-- Estratto della fonte --
--- --- ---
Stefano Vitale, filosofo torinese, è poeta, critico, musicologo, fondatore ed animatore dell’Associazione Amici dell’Orchestra Sinfonica RAI, persona di grande apertura e profonda curiosità intellettuale. La sua voce di poeta canta la nostra realtà perché è nel mondo, in cui ci tocca vivere, che cerchiamo il senso del nostro percorso umano, agiamo e vorremmo la realizzazione della nostra parola scritta, soprattutto se interpretiamo la realtà tramite la poesia. Ma la vocazione di un poeta non è tanto quella di raccontare quanto di interpellare, per comunicare, per confrontarsi con gli altri, assumendosi talora anche il compito morale di opporsi alle contraddizioni, alle storture dei tempi in modo critico e fattivo. Non viviamo infatti nel migliore dei mondi possibili, purtroppo, e Stefano Vitale non è certo il volterriano Candide.
La poesia sfugge alle facili classificazioni di genere e può succedere che una poesia, nata come prettamente lirica, fatta di vivide immagini, di colori, di emozioni, di intensa musicalità (non solo nel verso, ma soprattutto nello spirito) diventi un’intensa poesia civile che affronta tematiche scottanti del nostro tempo. È questo il caso di Incerto confine, che si avvale in modo mirabile dell’apporto, a sostegno dei versi, delle illustrazioni - solo apparentemente ingenue, in realtà di rara comunicativa e profondità sintetica - dell’artista Albertina Bollati.
--- --- ---
-- Estratti da un dataset di rilevamento --
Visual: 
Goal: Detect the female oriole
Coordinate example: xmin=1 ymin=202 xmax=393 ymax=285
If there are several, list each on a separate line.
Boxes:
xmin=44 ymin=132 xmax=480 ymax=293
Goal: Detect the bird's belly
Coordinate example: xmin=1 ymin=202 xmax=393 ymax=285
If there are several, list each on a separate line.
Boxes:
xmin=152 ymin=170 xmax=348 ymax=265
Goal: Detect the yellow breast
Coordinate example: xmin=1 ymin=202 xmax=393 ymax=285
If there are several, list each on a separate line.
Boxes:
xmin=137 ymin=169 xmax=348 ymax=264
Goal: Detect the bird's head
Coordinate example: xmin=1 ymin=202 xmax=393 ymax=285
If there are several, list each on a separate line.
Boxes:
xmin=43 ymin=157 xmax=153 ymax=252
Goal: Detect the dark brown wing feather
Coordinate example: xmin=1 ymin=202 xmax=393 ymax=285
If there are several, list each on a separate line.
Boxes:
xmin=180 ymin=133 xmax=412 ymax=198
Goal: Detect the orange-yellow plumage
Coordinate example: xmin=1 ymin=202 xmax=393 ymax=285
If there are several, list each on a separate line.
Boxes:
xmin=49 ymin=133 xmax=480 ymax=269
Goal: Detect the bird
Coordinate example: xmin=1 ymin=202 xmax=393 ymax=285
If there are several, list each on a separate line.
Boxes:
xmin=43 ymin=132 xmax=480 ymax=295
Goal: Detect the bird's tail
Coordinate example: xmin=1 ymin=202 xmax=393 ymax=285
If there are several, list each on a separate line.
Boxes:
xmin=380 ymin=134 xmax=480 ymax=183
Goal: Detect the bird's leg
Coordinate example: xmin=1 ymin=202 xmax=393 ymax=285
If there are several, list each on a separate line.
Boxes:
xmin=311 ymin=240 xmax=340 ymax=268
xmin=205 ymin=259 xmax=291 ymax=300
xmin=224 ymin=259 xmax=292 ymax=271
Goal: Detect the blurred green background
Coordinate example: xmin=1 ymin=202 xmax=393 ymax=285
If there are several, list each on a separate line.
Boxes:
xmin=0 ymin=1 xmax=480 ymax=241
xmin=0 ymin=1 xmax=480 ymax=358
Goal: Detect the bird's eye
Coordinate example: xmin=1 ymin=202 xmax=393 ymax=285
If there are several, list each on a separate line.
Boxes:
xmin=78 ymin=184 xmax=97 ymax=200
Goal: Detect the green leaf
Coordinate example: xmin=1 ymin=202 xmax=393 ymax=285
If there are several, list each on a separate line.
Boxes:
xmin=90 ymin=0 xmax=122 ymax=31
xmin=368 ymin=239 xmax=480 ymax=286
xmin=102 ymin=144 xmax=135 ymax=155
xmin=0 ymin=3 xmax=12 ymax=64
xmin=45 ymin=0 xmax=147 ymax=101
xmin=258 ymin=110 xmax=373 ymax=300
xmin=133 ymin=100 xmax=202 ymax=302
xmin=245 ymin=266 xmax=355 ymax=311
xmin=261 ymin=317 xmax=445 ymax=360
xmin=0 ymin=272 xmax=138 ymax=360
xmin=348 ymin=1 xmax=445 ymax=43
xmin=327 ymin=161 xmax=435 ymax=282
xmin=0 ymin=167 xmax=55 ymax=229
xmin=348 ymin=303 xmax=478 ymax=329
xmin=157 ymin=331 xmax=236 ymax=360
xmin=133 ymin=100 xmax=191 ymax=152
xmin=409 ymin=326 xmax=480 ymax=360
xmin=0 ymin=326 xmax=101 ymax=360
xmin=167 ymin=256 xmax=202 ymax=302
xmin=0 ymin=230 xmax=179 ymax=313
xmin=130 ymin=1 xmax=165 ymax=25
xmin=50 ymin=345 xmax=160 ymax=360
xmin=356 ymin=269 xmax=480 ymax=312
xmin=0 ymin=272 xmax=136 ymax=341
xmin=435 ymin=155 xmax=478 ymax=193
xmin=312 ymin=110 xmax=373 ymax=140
--- --- ---
Cita dal testo sulla poesia di Stefano Vitale il passo che inizia con "La poesia sfugge" e termina con "dell’artista Albertina Bollati.".

-- Risposta al compito --
La poesia sfugge alle facili classificazioni di genere e può succedere che una poesia, nata come prettamente lirica, fatta di vivide immagini, di colori, di emozioni, di intensa musicalità (non solo nel verso, ma soprattutto nello spirito) diventi un’intensa poesia civile che affronta tematiche scottanti del nostro tempo. È questo il caso di Incerto confine, che si avvale in modo mirabile dell’apporto, a sostegno dei versi, delle illustrazioni - solo apparentemente ingenue, in realtà di rara comunicativa e profondità sintetica - dell’artista Albertina Bollati.